Prompt: Return, without any change, the lines of the records below from the line that contains "pixel 410 58." to the line that contains "pixel 496 431", including both of those lines.

(Excerpts from location labeling data)
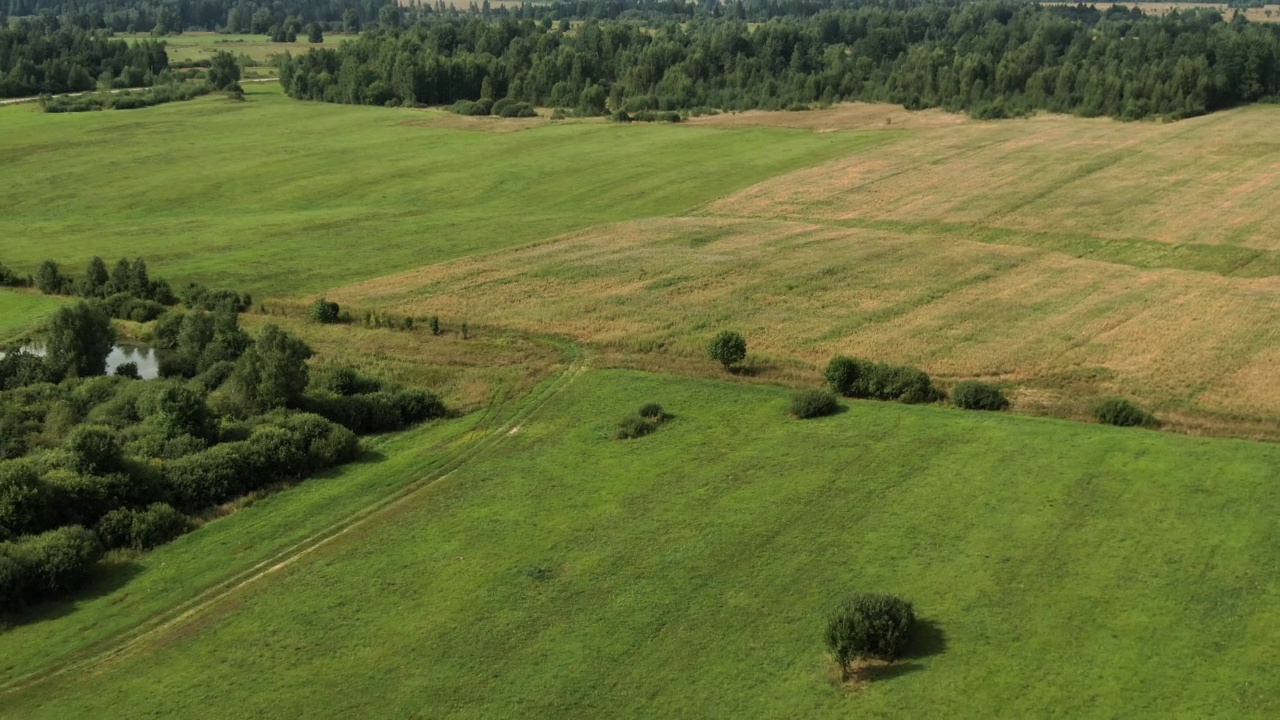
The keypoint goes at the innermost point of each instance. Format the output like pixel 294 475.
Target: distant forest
pixel 51 57
pixel 993 58
pixel 176 16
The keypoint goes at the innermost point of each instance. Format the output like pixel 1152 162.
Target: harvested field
pixel 1101 188
pixel 1197 347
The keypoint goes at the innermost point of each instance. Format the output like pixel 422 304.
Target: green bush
pixel 1121 413
pixel 813 404
pixel 653 413
pixel 973 395
pixel 632 427
pixel 869 625
pixel 95 449
pixel 323 311
pixel 46 565
pixel 727 349
pixel 854 377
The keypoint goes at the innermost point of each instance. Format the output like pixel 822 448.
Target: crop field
pixel 1020 251
pixel 202 45
pixel 319 195
pixel 568 574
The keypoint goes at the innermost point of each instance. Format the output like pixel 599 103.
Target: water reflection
pixel 145 358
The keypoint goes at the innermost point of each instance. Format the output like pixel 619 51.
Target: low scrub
pixel 644 422
pixel 813 404
pixel 973 395
pixel 869 625
pixel 854 377
pixel 1123 413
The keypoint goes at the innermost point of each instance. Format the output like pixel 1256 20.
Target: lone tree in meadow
pixel 869 625
pixel 728 349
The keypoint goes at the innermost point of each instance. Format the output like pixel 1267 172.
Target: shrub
pixel 128 370
pixel 727 349
pixel 632 427
pixel 869 625
pixel 1119 411
pixel 323 311
pixel 854 377
pixel 46 565
pixel 344 381
pixel 813 404
pixel 653 413
pixel 973 395
pixel 95 449
pixel 845 374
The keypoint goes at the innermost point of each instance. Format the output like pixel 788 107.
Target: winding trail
pixel 492 428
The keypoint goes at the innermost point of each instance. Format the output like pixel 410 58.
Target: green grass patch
pixel 19 309
pixel 278 196
pixel 1061 568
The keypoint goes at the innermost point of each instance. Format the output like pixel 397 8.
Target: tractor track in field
pixel 496 431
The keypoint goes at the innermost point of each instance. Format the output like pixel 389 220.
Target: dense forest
pixel 56 57
pixel 92 463
pixel 992 58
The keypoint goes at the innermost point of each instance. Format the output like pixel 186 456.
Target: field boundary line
pixel 123 642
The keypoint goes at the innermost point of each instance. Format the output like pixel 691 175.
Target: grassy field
pixel 19 310
pixel 202 45
pixel 1024 253
pixel 1063 569
pixel 319 195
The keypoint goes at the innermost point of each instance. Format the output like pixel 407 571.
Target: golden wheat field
pixel 1066 259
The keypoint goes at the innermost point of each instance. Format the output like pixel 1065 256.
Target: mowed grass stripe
pixel 278 196
pixel 1092 570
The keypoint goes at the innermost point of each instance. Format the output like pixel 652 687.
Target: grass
pixel 319 195
pixel 21 309
pixel 202 45
pixel 1061 568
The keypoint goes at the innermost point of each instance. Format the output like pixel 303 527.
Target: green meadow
pixel 1059 568
pixel 279 197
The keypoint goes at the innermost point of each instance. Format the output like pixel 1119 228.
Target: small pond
pixel 145 358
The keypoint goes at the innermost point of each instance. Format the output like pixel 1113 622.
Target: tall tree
pixel 80 340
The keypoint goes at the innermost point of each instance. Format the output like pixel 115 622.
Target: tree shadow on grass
pixel 106 578
pixel 928 638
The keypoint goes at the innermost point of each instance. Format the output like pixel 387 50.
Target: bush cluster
pixel 141 529
pixel 323 311
pixel 813 404
pixel 1123 413
pixel 973 395
pixel 504 108
pixel 120 291
pixel 854 377
pixel 644 422
pixel 647 117
pixel 869 625
pixel 200 297
pixel 44 566
pixel 158 95
pixel 289 449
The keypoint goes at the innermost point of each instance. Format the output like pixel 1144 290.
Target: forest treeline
pixel 991 58
pixel 177 16
pixel 48 55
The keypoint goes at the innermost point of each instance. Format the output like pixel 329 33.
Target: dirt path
pixel 499 428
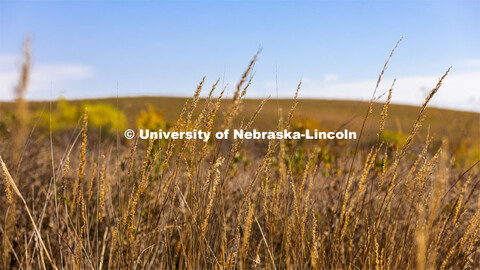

Solution to this problem:
The keypoint goes at the innermost point of each instance. Format the output like pixel 410 58.
Target: green grass patch
pixel 19 309
pixel 278 196
pixel 1061 568
The keypoint goes at the innermost point of each instance. Format the output like pixel 397 8.
Target: tractor track in field
pixel 496 431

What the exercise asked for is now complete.